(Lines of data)
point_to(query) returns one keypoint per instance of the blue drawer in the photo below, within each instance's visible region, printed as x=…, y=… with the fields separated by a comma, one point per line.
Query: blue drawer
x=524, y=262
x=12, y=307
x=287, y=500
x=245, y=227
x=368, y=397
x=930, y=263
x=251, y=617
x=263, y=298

Task instructions:
Write out all the entries again, including the request lines, with every x and y coordinate in the answers multiplied by 1.6 and rounded to the nearest whole number, halves rounding up. Leave the numbers in the request lines and their format samples as they are.

Exercise result:
point_to(query) returns one keypoint per instance of the blue drawer in the photo below, within each instance's visible region, printed as x=…, y=… with the fields separated by a comma, one point per line.
Query: blue drawer
x=838, y=419
x=19, y=491
x=459, y=800
x=392, y=363
x=589, y=635
x=1488, y=421
x=402, y=987
x=421, y=477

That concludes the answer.